Pick out every row below that contains the string "water" and copy each one. Case counts.
* begin Input *
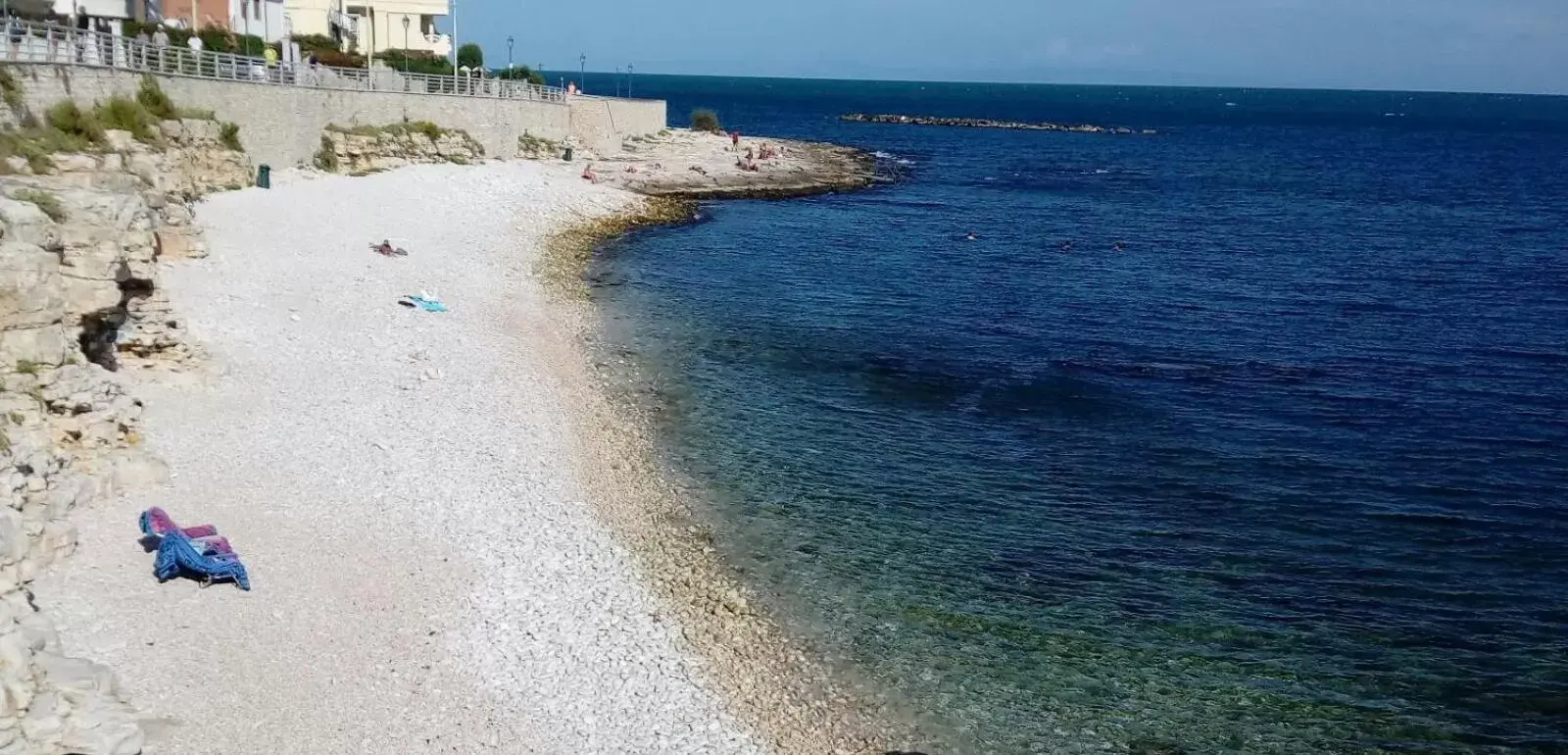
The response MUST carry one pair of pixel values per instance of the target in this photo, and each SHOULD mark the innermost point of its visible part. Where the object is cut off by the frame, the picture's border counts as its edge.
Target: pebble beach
* end Input *
* begin Input *
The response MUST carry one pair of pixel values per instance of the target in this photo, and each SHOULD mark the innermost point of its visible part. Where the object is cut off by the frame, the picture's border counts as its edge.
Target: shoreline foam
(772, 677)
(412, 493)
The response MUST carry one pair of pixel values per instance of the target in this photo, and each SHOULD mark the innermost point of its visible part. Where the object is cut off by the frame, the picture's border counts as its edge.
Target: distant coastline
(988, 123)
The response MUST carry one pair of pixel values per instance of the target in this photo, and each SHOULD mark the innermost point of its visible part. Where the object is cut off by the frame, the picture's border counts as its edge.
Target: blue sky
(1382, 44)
* end Input *
* begin Input *
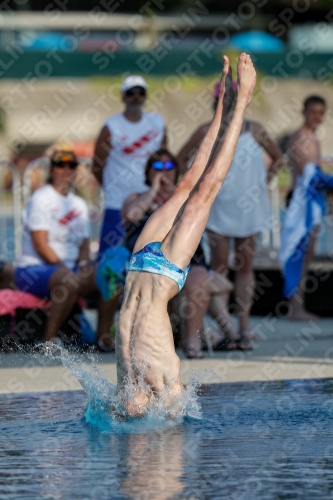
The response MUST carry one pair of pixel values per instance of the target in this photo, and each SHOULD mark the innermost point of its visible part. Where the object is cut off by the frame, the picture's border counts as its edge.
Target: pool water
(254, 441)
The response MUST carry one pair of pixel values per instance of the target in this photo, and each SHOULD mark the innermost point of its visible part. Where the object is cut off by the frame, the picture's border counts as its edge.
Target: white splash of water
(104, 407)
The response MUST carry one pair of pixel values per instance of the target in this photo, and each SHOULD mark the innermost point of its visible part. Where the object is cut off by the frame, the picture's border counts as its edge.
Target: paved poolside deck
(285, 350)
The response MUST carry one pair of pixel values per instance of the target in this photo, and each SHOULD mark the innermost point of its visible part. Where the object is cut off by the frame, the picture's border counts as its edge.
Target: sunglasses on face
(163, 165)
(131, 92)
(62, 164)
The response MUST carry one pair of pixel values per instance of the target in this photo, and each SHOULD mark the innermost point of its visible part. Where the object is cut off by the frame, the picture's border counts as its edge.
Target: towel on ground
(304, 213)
* end Input *
_Reply to the exercise_:
Target: pool water
Target: white splash of water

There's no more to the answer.